Stated exercise
Reproduce every line of the rows below, including each request, but shift each number in the output coordinate pairs up by 57. Leave the requests and their sample coordinates unchanged.

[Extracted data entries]
┌────────

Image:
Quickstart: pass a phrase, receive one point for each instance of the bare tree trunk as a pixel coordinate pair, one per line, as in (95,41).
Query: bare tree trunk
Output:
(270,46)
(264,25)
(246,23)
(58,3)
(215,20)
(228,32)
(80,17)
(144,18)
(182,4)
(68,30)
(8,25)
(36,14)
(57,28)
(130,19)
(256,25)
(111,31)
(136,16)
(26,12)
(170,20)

└────────

Exercise response
Image:
Quickstart: pass a phrase, receive one point for each instance of the bare tree trunk as a pixel coordinate pair, one per line, as in (95,41).
Query: bare tree trunk
Output:
(327,103)
(321,82)
(303,80)
(115,60)
(272,77)
(285,89)
(137,74)
(201,75)
(239,61)
(125,87)
(65,82)
(93,71)
(114,85)
(187,76)
(313,82)
(168,88)
(193,73)
(83,69)
(227,77)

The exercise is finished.